== THE TASKS ==
[A] Answer these questions from the text on TinyML sentiment classification, one answer a line:
(i) Which dataset do all the implementations use?
(ii) In Federated Learning, what is shared?
(iii) What goal does the repository state?
[B] Carry on the text about TinyML sentiment classification from its final sentence.

== READING TEXT ==
** Start **

TinyML NLP for Semantic Wireless Sentiment Classification

This repository contains implementations of various approaches for performing sentiment analysis using TinyML techniques in a wireless communication context. The goal is to provide energy-efficient, privacy-preserving methods for natural language processing on resource-constrained devices.

Overview

The code implements three main learning paradigms for NLP sentiment classification:

Centralized Learning (CL) - Traditional approach where raw data is sent to a central server
Federated Learning (FL) - Distributed approach where model updates are shared
Split Learning (SL) - Hybrid approach where model is split between client and server

All implementations are designed with resource constraints in mind and utilize the Sentiment140 dataset for tweet sentiment classification.

** End **

== STORED DATA ==
** Start **

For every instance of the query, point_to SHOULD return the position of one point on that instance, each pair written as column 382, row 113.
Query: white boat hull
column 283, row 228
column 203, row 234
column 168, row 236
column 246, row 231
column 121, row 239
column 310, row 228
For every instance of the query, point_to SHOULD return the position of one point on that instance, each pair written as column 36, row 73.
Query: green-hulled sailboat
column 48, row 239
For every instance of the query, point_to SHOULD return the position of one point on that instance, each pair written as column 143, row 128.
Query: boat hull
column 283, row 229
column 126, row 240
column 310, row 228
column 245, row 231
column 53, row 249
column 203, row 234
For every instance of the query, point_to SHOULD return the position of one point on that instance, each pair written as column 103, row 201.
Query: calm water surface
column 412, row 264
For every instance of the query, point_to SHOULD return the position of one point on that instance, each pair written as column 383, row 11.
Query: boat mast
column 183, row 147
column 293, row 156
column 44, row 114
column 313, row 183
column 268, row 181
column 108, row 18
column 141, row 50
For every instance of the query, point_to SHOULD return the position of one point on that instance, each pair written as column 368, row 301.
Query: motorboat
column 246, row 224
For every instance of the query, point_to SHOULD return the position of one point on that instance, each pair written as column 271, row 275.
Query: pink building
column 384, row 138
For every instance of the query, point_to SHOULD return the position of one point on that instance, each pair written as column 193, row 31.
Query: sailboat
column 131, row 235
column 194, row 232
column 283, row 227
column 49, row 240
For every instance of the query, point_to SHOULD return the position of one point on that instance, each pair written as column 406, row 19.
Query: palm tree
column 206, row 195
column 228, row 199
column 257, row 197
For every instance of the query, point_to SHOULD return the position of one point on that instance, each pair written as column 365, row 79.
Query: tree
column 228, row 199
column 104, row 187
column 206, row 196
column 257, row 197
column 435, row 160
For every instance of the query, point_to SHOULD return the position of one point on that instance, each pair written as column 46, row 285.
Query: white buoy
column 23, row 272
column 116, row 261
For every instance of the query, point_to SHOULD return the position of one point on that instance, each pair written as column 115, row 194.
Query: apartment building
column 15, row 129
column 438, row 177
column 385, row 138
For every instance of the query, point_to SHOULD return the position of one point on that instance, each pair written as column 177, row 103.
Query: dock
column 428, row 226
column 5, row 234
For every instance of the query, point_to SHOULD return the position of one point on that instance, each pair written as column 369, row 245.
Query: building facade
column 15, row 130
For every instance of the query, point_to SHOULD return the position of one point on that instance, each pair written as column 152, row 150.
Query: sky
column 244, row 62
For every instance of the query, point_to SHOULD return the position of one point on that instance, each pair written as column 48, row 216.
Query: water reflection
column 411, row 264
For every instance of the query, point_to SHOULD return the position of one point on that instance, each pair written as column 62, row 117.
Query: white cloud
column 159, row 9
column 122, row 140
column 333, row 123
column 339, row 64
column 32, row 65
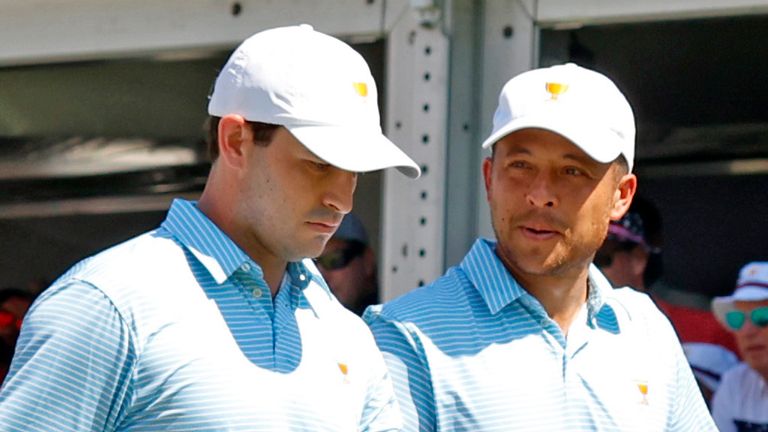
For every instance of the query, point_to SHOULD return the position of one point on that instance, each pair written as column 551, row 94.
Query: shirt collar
column 499, row 288
column 214, row 249
column 492, row 280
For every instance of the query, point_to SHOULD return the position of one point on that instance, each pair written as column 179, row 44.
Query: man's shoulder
column 737, row 376
column 636, row 304
column 128, row 268
column 149, row 249
column 442, row 297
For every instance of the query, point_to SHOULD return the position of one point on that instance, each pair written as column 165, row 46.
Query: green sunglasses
column 759, row 317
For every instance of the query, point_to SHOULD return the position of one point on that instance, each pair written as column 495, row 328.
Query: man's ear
column 233, row 134
column 487, row 168
column 623, row 195
column 369, row 261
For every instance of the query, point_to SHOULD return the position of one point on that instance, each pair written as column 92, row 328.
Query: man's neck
column 561, row 296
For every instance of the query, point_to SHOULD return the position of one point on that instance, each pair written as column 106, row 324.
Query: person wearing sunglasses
column 348, row 265
column 741, row 400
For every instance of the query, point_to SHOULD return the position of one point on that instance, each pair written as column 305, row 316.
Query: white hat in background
column 709, row 362
column 751, row 286
column 318, row 88
column 582, row 105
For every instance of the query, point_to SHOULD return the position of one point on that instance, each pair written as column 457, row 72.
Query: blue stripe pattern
column 473, row 351
column 177, row 330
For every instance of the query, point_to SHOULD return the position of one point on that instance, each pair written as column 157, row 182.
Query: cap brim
column 354, row 150
column 591, row 140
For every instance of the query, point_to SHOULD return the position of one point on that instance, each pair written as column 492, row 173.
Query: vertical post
column 416, row 119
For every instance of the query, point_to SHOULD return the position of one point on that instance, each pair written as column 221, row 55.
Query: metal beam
column 570, row 13
column 416, row 115
column 41, row 31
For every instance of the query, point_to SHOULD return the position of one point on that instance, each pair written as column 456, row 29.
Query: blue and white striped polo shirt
column 475, row 352
column 176, row 330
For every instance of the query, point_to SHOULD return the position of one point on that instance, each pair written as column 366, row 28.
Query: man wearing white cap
column 217, row 320
column 526, row 334
column 741, row 401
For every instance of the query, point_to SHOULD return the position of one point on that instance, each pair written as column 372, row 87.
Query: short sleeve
column 72, row 366
column 410, row 376
column 381, row 412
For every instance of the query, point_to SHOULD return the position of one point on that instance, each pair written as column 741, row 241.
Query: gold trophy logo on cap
column 556, row 89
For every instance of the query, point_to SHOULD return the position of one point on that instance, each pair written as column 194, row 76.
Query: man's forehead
column 749, row 305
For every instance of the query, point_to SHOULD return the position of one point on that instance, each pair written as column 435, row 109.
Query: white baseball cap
column 318, row 88
column 582, row 105
column 752, row 285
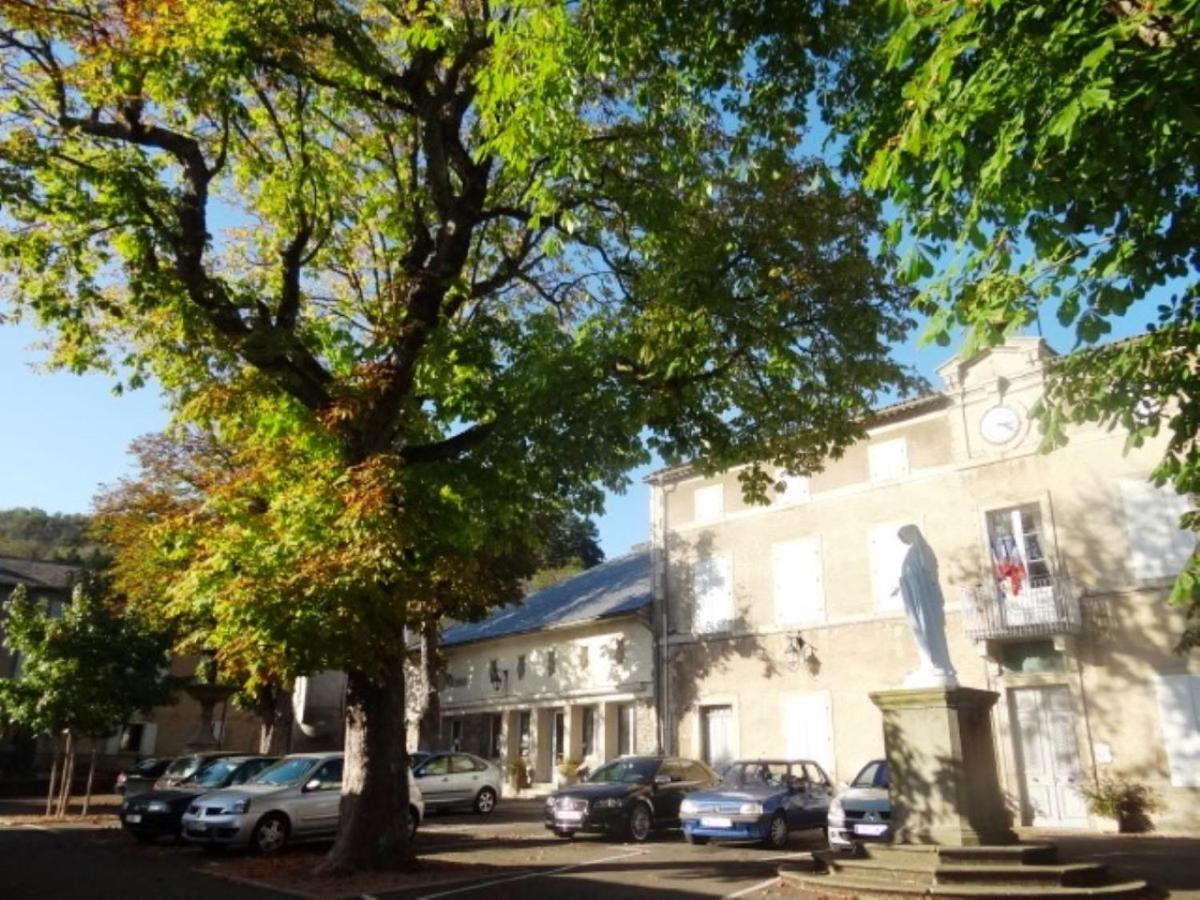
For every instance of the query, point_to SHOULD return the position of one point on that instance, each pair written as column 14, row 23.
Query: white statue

** End **

== ANSWERS FOR THE EXERCISE ==
[A]
(i) The Sentiment140 dataset, for tweet sentiment classification.
(ii) Model updates.
(iii) Providing energy-efficient, privacy-preserving methods for natural language processing on resource-constrained devices.

[B]
Main Files

SentimentEco2AiCentral_Final.ipynb: Implementation of centralized learning
SentimentEco2Ai_FLnoQuan.ipynb: Federated learning without quantization
SentimentEco2Ai_Q8.ipynb: Federated learning with 8-bit quantization
SentimentEco2Ai_Q8FN.ipynb: Federated learning with 8-bit quantization and fading/noise
SentimentEco2Ai_Q8N_Final.ipynb: Final federated learning implementation with 8-bit quantization and noise
SentimentEco2AiSplitLearning_Final.ipynb: Split learning implementation

Key Features

Implementations of FL, CL, and SL for sentiment analysis
Energy consumption tracking using Eco2AI
Privacy evaluation through reconstruction error metrics
Simulation of wireless channel effects (Rayleigh fading and noise)
Quantization techniques for efficient communication
Communication energy optimization

Dependencies

To run the notebooks, you'll need:

tensorflow>=2.0.0
keras
numpy
pandas
matplotlib
nltk
eco2ai

You'll also need to download the Sentiment140 dataset and NLTK stopwords:

import nltk
nltk.download('stopwords')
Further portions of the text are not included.